--- Begin TEXT EXCERPT ---
# QED

## The Strange Theory of Light and Matter

Book - 1985Famous the world over for the creative brilliance of his insights into the physical world, Nobel Prize-winning physicist Richard Feynman also possessed an extraordinary talent for explaining difficult concepts to the nonscientist. QED--the edited version of four lectures on quantum electrodynamics that Feynman gave to the general public at UCLA as part of the Alix G. Mautner Memorial Lecture series--is perhaps the best example of his ability to communicate both the substance and the spirit of science to the layperson.

The focus, as the title suggests, is quantum electrodynamics (QED), the part of the quantum theory of fields that describes the interactions of the quanta of the electromagnetic field-light, X rays, gamma rays--with matter and those of charged particles with one another. By extending the formalism developed by Dirac in 1933, which related quantum and classical descriptions of the motion of particles, Feynman revolutionized the quantum mechanical understanding of the nature of particles and waves. And, by incorporating his own readily visualizable formulation of quantum mechanics, Feynman created a diagrammatic version of QED that made calculations much simpler and also provided visual insights into the mechanisms of quantum electrodynamic processes.
--- End TEXT EXCERPT ---
--- Begin DATA EXCERPTS ---
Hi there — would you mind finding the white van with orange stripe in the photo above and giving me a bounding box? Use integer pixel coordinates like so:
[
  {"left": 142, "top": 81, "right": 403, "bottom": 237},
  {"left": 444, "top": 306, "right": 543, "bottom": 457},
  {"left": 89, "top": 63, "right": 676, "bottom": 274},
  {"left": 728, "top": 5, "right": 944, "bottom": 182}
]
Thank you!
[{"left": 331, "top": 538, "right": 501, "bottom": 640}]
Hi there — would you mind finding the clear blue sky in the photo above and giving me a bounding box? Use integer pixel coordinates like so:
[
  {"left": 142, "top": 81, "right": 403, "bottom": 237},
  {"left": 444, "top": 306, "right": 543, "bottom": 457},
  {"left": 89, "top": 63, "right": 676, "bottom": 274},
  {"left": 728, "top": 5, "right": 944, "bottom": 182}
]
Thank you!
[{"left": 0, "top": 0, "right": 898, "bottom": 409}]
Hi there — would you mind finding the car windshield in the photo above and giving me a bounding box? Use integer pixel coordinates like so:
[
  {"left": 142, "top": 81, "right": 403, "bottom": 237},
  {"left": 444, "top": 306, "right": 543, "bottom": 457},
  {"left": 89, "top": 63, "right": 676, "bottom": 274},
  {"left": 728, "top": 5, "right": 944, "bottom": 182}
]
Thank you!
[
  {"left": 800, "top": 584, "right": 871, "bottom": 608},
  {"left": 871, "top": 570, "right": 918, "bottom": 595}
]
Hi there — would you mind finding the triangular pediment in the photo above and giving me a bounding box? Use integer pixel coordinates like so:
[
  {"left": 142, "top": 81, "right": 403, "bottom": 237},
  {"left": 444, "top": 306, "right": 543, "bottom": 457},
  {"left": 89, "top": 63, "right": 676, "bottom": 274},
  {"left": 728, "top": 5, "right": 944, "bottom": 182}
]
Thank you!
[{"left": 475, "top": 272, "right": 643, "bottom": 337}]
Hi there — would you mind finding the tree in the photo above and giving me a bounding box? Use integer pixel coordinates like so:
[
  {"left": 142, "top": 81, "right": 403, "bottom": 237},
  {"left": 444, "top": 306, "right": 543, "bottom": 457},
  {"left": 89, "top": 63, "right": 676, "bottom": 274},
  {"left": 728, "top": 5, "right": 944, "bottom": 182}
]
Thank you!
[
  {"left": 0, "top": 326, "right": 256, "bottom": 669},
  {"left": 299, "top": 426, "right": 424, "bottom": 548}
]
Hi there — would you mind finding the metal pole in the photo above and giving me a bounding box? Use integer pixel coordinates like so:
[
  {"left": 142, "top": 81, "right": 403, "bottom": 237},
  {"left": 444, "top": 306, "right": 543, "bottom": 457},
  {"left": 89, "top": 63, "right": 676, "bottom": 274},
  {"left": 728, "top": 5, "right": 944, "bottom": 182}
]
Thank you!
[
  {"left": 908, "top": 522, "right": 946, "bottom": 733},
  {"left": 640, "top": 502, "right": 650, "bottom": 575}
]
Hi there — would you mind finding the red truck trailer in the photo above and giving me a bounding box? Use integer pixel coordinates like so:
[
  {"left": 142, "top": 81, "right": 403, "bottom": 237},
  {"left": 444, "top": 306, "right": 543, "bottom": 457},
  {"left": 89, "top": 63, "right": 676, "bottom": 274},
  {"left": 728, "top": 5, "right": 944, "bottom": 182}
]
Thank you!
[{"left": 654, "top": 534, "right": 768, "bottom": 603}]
--- End DATA EXCERPTS ---
WHAT YOU NEED TO DO:
[a] According to the QED book description, at which university did Feynman give the four lectures to the general public?
[b] Substitute "cargo trailer" for "truck trailer" in the listing, from the line containing "Hi there — would you mind finding the red" through the end of the listing, and give back only those lines with nothing else changed.
The book description and the listing are unrelated material.

RESULTS FOR THE EXERCISE:
[a] UCLA

[b]
Hi there — would you mind finding the red cargo trailer in the photo above and giving me a bounding box? Use integer pixel coordinates like so:
[
  {"left": 142, "top": 81, "right": 403, "bottom": 237},
  {"left": 444, "top": 306, "right": 543, "bottom": 457},
  {"left": 89, "top": 63, "right": 676, "bottom": 274},
  {"left": 728, "top": 5, "right": 944, "bottom": 182}
]
Thank you!
[{"left": 654, "top": 534, "right": 768, "bottom": 603}]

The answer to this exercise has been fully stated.